» WORKING DATA:
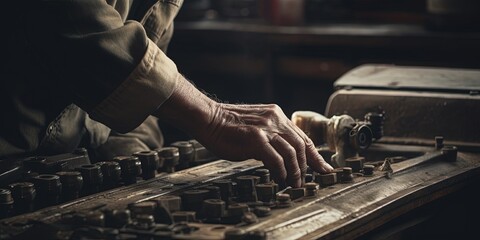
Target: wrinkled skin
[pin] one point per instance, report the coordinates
(239, 132)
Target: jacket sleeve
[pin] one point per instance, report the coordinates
(109, 67)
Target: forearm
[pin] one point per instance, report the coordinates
(188, 109)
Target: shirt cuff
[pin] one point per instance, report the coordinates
(150, 84)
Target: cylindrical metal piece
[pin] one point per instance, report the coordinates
(264, 175)
(184, 216)
(142, 208)
(450, 153)
(237, 210)
(375, 122)
(296, 193)
(131, 168)
(265, 192)
(150, 163)
(356, 163)
(48, 188)
(23, 194)
(246, 188)
(368, 170)
(225, 186)
(144, 221)
(111, 173)
(346, 175)
(192, 200)
(92, 178)
(283, 200)
(262, 211)
(214, 192)
(72, 183)
(6, 203)
(327, 179)
(170, 158)
(186, 153)
(311, 189)
(170, 202)
(117, 218)
(213, 208)
(438, 142)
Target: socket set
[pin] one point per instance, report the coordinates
(215, 200)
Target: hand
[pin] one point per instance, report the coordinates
(263, 132)
(239, 132)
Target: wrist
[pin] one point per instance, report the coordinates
(188, 109)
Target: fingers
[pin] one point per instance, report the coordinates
(290, 161)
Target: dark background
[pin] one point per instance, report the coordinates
(290, 52)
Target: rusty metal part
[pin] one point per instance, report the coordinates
(342, 134)
(111, 173)
(117, 218)
(192, 199)
(92, 178)
(368, 170)
(439, 142)
(296, 193)
(346, 175)
(23, 194)
(450, 153)
(170, 202)
(249, 218)
(327, 179)
(186, 153)
(356, 163)
(264, 175)
(246, 188)
(311, 189)
(386, 166)
(143, 208)
(184, 216)
(49, 189)
(72, 183)
(265, 192)
(6, 203)
(283, 200)
(213, 208)
(170, 158)
(225, 186)
(144, 221)
(237, 209)
(262, 211)
(131, 168)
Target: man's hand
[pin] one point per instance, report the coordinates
(239, 132)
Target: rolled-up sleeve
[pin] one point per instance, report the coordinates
(138, 96)
(108, 67)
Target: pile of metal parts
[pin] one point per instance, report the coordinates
(172, 193)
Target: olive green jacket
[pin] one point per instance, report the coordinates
(84, 73)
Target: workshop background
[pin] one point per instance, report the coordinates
(290, 52)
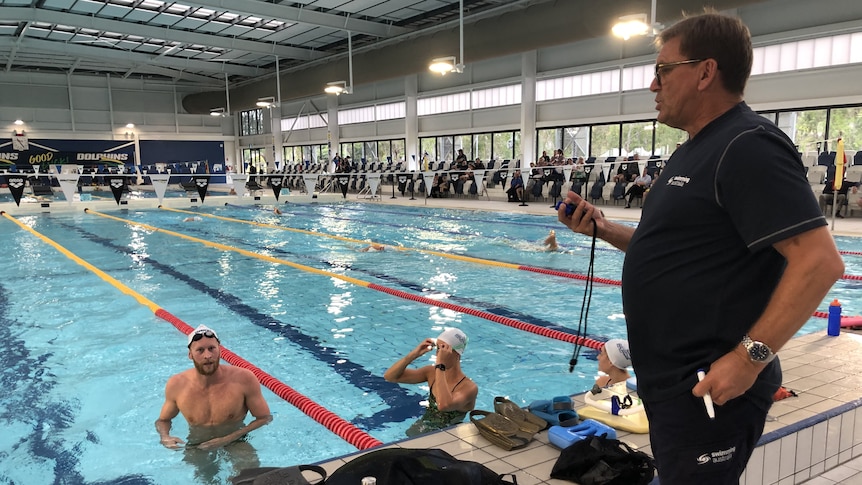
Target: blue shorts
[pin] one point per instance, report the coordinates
(688, 447)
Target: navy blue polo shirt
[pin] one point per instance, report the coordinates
(700, 267)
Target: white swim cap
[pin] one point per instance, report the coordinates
(203, 331)
(618, 353)
(455, 338)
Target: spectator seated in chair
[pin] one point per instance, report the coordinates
(828, 196)
(516, 187)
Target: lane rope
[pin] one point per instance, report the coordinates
(470, 259)
(341, 427)
(511, 322)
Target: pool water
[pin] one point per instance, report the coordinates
(85, 365)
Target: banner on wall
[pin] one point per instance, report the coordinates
(202, 183)
(16, 186)
(44, 159)
(118, 185)
(275, 183)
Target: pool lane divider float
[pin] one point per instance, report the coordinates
(341, 427)
(845, 321)
(469, 259)
(510, 322)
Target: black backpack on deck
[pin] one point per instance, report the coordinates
(402, 466)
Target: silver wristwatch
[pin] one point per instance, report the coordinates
(758, 352)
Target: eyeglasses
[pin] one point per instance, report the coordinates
(201, 334)
(668, 66)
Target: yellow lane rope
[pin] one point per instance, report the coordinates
(123, 288)
(225, 247)
(342, 238)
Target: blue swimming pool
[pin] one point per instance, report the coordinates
(85, 366)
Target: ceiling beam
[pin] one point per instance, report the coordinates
(267, 10)
(24, 14)
(125, 59)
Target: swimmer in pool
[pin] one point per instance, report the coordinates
(213, 399)
(551, 241)
(452, 394)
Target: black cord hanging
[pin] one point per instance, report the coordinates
(585, 303)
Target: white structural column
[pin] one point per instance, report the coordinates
(333, 136)
(411, 123)
(528, 108)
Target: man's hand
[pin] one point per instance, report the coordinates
(728, 377)
(172, 442)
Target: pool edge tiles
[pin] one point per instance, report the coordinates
(794, 447)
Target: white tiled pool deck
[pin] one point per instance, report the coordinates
(814, 438)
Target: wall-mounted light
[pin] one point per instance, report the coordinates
(634, 25)
(266, 102)
(337, 88)
(444, 65)
(341, 87)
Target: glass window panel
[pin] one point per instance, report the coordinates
(822, 52)
(667, 138)
(772, 59)
(369, 150)
(398, 150)
(429, 148)
(637, 138)
(503, 146)
(483, 147)
(605, 140)
(846, 123)
(840, 49)
(810, 130)
(576, 141)
(805, 54)
(856, 47)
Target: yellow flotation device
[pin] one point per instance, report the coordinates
(615, 407)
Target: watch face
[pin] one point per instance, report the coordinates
(758, 352)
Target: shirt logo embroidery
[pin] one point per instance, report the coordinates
(678, 181)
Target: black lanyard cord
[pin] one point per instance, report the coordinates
(585, 303)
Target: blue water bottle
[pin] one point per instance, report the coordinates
(833, 327)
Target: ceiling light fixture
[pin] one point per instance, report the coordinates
(444, 65)
(266, 102)
(337, 88)
(341, 87)
(630, 26)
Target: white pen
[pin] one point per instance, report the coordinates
(707, 399)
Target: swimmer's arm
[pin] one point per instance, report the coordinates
(399, 371)
(169, 411)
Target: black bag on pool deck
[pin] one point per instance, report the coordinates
(602, 461)
(402, 466)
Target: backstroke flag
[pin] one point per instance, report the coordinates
(839, 166)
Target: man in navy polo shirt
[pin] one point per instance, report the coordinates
(731, 257)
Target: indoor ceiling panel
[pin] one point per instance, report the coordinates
(86, 7)
(189, 23)
(140, 15)
(57, 4)
(166, 19)
(235, 30)
(114, 11)
(391, 9)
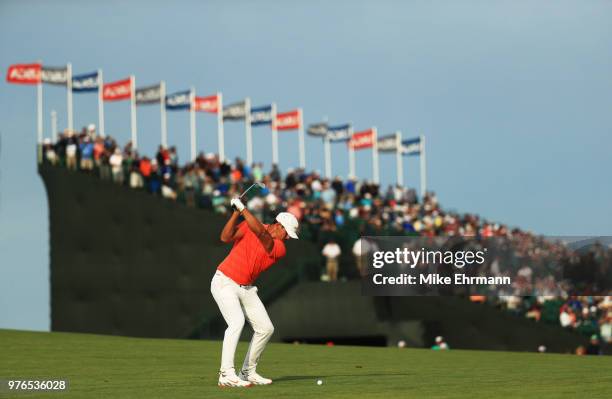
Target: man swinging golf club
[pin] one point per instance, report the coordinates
(256, 248)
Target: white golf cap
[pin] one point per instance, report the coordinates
(289, 222)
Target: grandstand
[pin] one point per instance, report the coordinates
(336, 210)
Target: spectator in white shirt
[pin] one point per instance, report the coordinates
(116, 162)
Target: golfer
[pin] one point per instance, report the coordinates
(256, 248)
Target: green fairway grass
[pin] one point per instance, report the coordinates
(116, 367)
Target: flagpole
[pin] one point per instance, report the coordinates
(69, 95)
(192, 126)
(133, 104)
(248, 131)
(220, 127)
(39, 131)
(301, 139)
(54, 126)
(375, 176)
(162, 112)
(399, 158)
(39, 113)
(423, 168)
(352, 171)
(100, 103)
(274, 137)
(327, 156)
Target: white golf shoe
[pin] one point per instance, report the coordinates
(230, 379)
(254, 378)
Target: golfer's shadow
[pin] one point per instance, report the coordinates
(314, 377)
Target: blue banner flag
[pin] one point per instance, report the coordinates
(339, 132)
(411, 146)
(86, 82)
(261, 115)
(317, 129)
(179, 101)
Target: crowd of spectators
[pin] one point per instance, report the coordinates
(334, 214)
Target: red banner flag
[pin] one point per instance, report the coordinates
(120, 90)
(207, 104)
(288, 120)
(26, 74)
(361, 140)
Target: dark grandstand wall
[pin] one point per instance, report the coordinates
(126, 263)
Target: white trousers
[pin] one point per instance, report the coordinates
(236, 303)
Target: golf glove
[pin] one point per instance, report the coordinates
(237, 204)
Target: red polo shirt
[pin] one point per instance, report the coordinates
(248, 257)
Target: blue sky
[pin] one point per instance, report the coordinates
(515, 98)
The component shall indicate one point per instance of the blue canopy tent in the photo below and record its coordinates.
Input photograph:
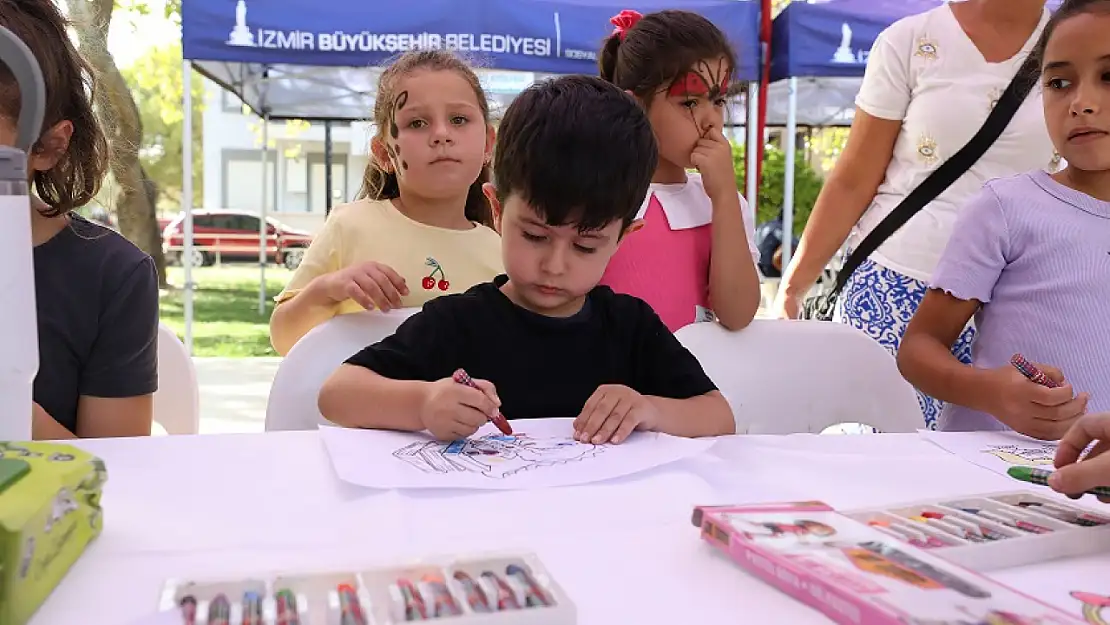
(819, 53)
(320, 60)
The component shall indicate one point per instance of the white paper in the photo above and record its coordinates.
(995, 451)
(1080, 586)
(541, 453)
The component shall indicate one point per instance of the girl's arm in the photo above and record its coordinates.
(925, 356)
(734, 282)
(294, 316)
(304, 304)
(847, 193)
(43, 426)
(704, 415)
(114, 416)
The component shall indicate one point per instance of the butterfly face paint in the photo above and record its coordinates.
(392, 147)
(707, 80)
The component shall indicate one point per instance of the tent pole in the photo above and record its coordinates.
(328, 168)
(187, 199)
(263, 231)
(752, 152)
(789, 149)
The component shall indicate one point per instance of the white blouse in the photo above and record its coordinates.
(925, 71)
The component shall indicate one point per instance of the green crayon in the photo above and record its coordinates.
(1040, 476)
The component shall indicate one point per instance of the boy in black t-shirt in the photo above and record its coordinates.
(573, 163)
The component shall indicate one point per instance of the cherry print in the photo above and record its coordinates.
(429, 281)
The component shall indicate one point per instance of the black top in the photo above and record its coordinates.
(542, 366)
(97, 298)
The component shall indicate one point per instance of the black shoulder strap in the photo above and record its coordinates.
(949, 171)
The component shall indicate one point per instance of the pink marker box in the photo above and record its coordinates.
(858, 575)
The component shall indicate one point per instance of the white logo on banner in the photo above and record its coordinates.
(241, 34)
(365, 41)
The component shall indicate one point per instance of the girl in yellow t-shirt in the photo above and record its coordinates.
(421, 228)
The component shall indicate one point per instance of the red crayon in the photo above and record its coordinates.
(506, 598)
(497, 419)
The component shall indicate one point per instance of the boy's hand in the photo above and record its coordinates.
(1033, 410)
(454, 411)
(612, 413)
(713, 157)
(371, 284)
(1076, 476)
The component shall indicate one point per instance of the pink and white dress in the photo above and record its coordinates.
(666, 262)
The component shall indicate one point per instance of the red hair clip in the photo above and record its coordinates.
(624, 21)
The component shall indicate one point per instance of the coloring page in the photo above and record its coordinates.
(995, 451)
(1078, 585)
(540, 453)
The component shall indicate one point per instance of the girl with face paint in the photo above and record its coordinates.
(692, 256)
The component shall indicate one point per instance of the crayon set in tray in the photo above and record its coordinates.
(997, 531)
(486, 591)
(911, 563)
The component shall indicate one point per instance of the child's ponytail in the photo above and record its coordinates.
(607, 60)
(646, 54)
(381, 184)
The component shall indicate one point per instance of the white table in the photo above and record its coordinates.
(191, 506)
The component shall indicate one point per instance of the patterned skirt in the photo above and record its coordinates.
(880, 302)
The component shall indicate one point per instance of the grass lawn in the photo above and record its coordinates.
(225, 309)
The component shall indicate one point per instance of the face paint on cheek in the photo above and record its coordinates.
(397, 104)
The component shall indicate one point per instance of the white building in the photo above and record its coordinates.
(295, 174)
(295, 180)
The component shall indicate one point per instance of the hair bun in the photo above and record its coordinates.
(624, 21)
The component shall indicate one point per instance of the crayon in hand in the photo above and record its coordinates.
(1040, 476)
(1030, 371)
(497, 419)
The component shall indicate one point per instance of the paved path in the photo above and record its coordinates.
(233, 393)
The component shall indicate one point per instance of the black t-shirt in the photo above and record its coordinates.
(97, 298)
(542, 366)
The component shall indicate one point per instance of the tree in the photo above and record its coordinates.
(119, 116)
(155, 86)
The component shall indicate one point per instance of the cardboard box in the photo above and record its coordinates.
(49, 513)
(857, 574)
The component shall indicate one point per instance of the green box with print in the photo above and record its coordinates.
(49, 513)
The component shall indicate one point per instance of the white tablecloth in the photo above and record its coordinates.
(212, 505)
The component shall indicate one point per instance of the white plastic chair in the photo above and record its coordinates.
(292, 403)
(788, 376)
(177, 401)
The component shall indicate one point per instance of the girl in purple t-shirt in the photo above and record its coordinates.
(1030, 260)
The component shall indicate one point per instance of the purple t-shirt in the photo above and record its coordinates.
(1037, 254)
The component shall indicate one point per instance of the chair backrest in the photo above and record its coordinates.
(788, 376)
(292, 403)
(177, 401)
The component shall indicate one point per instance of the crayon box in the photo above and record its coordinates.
(49, 513)
(863, 574)
(477, 590)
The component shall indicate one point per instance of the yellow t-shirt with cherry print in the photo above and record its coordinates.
(434, 261)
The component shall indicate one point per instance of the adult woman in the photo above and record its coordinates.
(931, 80)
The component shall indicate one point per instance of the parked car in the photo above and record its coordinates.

» EXERCISE DETAILS:
In the records above, find each line that holds the word "sleeve"; copy all such lines.

» ANSWER SECTION:
Target: jacket sleeve
Target: rolled-up sleeve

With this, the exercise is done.